EXERCISE AIM: Find every line in the entries below that contains the word "this" and copy each of those lines.

RAW RECORDS:
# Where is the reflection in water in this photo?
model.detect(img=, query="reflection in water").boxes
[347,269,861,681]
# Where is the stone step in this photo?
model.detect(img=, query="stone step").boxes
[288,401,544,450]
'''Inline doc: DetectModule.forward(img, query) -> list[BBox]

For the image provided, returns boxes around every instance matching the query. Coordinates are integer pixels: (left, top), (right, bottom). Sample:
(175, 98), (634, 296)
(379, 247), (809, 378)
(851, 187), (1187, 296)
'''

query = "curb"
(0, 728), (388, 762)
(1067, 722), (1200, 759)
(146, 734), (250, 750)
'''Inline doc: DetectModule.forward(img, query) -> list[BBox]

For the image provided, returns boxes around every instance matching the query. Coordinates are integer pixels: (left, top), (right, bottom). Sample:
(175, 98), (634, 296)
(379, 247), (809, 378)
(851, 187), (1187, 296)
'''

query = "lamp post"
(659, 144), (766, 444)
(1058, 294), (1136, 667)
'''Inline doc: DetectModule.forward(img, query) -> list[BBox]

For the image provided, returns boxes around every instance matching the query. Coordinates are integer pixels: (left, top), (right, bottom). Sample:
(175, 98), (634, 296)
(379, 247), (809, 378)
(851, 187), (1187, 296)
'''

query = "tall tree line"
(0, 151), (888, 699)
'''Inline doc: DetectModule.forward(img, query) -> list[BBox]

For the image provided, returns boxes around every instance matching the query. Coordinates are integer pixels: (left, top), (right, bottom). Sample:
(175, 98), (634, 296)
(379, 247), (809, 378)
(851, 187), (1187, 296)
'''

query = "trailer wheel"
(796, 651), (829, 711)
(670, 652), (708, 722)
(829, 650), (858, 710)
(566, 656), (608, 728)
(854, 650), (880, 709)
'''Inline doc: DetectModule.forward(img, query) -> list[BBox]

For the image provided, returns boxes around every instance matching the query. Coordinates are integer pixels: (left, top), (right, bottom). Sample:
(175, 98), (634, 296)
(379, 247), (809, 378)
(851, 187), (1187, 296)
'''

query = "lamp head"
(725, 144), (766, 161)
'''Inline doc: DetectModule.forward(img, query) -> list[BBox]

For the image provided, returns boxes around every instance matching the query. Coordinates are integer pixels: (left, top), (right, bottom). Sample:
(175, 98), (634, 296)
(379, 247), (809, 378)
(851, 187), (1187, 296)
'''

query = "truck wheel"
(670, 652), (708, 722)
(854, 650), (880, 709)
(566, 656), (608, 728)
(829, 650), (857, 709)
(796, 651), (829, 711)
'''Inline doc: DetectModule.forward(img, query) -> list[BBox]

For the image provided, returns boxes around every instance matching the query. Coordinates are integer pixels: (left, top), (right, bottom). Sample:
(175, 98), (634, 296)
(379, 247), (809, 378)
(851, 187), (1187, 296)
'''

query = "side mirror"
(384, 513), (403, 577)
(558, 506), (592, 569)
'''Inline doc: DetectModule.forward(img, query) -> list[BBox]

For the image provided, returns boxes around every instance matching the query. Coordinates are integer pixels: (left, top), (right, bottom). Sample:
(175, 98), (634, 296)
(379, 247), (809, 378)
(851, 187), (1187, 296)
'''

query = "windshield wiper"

THE ANSWER:
# Where is the reflection in water in this photo?
# Where is the stone step in this photo?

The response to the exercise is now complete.